— Brief —
Repeat all of the data precisely.
(Input records)
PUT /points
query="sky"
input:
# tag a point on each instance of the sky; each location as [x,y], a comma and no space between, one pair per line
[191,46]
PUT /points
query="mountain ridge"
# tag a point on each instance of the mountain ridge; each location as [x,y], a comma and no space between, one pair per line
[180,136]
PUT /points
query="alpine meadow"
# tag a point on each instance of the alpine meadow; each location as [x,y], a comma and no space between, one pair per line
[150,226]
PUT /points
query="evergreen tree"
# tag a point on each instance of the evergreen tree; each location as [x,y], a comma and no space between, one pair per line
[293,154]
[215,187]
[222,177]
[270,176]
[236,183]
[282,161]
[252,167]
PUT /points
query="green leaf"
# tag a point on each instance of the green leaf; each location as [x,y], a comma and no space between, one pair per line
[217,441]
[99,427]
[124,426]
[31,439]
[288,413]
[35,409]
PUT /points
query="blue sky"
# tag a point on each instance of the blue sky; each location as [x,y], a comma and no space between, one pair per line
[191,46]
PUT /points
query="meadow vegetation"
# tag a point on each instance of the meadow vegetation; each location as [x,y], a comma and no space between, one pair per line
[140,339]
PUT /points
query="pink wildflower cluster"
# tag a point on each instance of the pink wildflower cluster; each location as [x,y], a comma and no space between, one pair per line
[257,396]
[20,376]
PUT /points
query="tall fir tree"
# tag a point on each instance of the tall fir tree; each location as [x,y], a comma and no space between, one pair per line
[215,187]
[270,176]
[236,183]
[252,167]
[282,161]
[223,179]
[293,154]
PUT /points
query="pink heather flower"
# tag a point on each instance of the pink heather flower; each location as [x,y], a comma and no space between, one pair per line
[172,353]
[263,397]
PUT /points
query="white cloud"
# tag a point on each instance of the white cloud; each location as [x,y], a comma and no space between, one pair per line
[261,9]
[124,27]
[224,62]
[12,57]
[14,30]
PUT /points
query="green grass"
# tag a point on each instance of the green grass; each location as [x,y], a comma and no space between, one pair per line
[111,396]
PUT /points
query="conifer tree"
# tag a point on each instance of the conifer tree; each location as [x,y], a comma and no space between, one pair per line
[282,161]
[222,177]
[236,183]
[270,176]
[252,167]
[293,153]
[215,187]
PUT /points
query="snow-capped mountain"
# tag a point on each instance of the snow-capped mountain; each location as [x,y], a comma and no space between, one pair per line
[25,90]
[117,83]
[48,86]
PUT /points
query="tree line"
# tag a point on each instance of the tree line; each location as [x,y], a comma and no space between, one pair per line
(End Input records)
— Written answer —
PUT /points
query="sky"
input:
# tag a point on each instance of the sky; each location as [x,y], a comma and no space between, one pair per line
[191,46]
PUT /points
query="mountain ridge"
# tag a point on each instance of the mountain ridge; each location as [x,y], a comma and no space between, one pair per line
[180,136]
PUT /points
query="alpine meadow"
# tag a point on each instance of the alpine meadow; each location as [x,y], a comma and no space between, one pair per line
[150,226]
PUT /points
query="evergreen tree"
# tag a point on each instance of the evergreen tree; each location as [x,y], a comma and no space between, one pair per line
[293,154]
[215,187]
[222,177]
[270,176]
[236,183]
[282,161]
[252,167]
PUT /points
query="green leaf"
# tag a point on each instance of the green leaf; each location as [x,y], a comma and no space between, one pair per line
[217,441]
[99,427]
[124,426]
[31,439]
[288,413]
[35,409]
PUT /points
query="blue sky"
# tag a point on each instance of the blue sky; each location as [x,y], a comma and no space between, one pair per line
[191,46]
PUT /points
query="meadow vegetation"
# tag a point on each instance of the meadow vegetation; each location as [x,y], a comma and no space between, one pair per line
[140,339]
PUT /points
query="pink wildflower cluster"
# tag a point on each instance of the pink wildflower cluster; each location as [x,y], a comma and no space between, one pair per line
[257,396]
[20,376]
PUT /points
query="tall fir tree"
# tag a point on each instance of the tall fir tree; each location as [x,y], a comma and no space between, one pair per line
[215,187]
[270,176]
[236,183]
[252,167]
[282,161]
[223,179]
[293,154]
PUT /points
query="pink heather flower"
# tag a point on each instance of the pink heather flower; each location as [x,y], a comma and no space between, one pair per line
[172,353]
[263,397]
PUT /points
query="white cloud"
# tag a point on each instance of the white cloud; each location as [x,y], a comma and no space between, one pair per line
[261,9]
[124,27]
[224,62]
[12,57]
[14,30]
PUT /points
query="green grass"
# tag a point on each instance of the green grass; each location as [x,y], a comma and no space between, one pair per line
[111,396]
PUT /points
query="conifer tree"
# tag a point on each instance of the conifer tree; each location as [x,y], a comma and no space between, one pair per line
[282,161]
[222,177]
[236,183]
[270,176]
[252,167]
[293,153]
[215,187]
PUT /points
query="snow-capped mountain"
# tag a point on each instance of the snow-capped mountain; each location as [x,y], a comma and no space between, one pair per line
[25,90]
[117,83]
[48,86]
PUT /points
query="tree line"
# tag a point on each instance of the tree line; each location as [x,y], a comma and no space between, one pair per line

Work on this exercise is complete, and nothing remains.